- [Work to do] Copy the material below word for word, leaving out the pictures.

- [Working data]

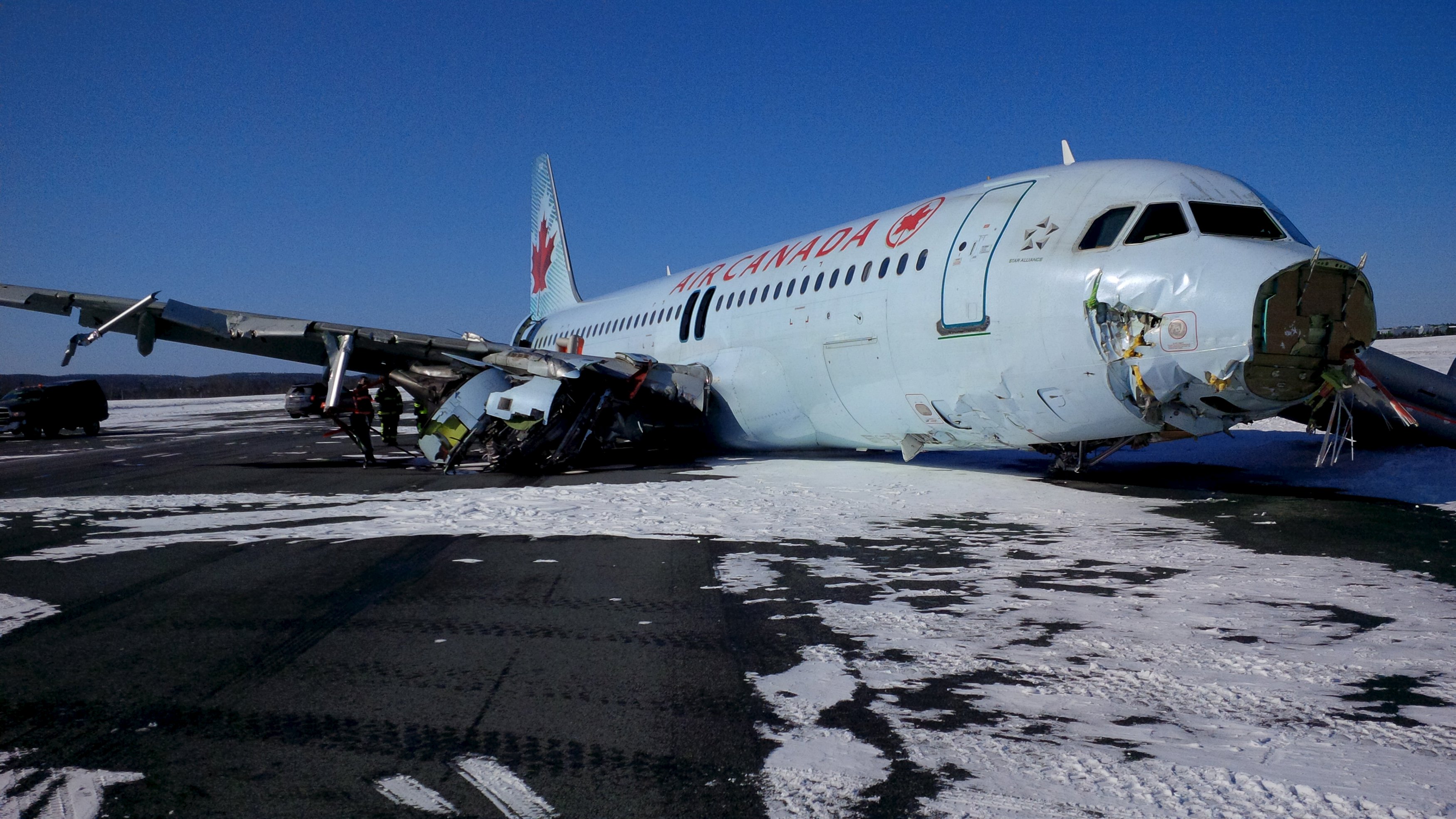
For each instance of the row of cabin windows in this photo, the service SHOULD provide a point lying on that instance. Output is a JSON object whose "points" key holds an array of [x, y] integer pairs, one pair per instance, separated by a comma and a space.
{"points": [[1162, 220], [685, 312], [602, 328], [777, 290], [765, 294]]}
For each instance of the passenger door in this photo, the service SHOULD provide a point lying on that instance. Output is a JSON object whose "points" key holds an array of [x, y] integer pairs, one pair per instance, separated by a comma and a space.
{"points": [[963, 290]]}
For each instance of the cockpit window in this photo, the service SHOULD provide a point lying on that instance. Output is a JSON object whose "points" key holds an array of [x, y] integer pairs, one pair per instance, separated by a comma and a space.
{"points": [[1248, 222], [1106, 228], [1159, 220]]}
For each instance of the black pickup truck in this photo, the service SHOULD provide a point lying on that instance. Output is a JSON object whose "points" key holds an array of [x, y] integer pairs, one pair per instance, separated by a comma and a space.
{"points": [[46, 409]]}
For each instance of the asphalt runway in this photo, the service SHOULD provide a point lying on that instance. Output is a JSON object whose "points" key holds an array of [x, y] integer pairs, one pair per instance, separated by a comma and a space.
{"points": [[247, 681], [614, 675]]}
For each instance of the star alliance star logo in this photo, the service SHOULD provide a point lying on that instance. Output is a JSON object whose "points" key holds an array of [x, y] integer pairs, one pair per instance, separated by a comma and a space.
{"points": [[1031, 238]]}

- [Finished answer]
For each instance of the row of cabin windows in this photo, the service SHOULD provide a point lying on that instance. Output is a JSON object whose "points" key holds an array of [x, y] integer pairs, one pair per instance, separated by a comma and a space.
{"points": [[1162, 220], [685, 312], [602, 328], [777, 290], [765, 294]]}
For each instance of the passenger door in this photo, the service SHOULD provide a point lying on that instance. Output is a JSON object whose "points" key holds an array of [x, y] integer pairs, one pair per instance, separated by a comma and a space.
{"points": [[963, 290]]}
For each instance of the cockpit window in this photo, the service SHOULD provide a point lying on that instance. Output is a JSON object whose "points" key holds an array of [x, y] integer pairs, one pair per instance, separated by a comma and a space.
{"points": [[1248, 222], [1106, 228], [1159, 220]]}
For each instance of the black pickup truck in this photo, the service SHOULD provide a point lying on that instance. Output is a JSON object whose "points" key holds an array of [x, y] integer pairs, one pair per instance, separated by a comma and a space.
{"points": [[46, 409]]}
For each instance of the asphalt runway in this photo, the service SHOULD provide a point lying on that instance. Output is a JSON object whose "points" key holds an array of [x, y] integer pairs, one pair per instance, separated by a comma and a space.
{"points": [[247, 681], [614, 675]]}
For each instance of the star alliance star logo in this photo, the service SHOULD provide a point lying on that instance. Output is a JSON object whose "points" key holds an array of [x, y] integer pairs, one pair per instance, separated by a comma and a space.
{"points": [[1031, 238]]}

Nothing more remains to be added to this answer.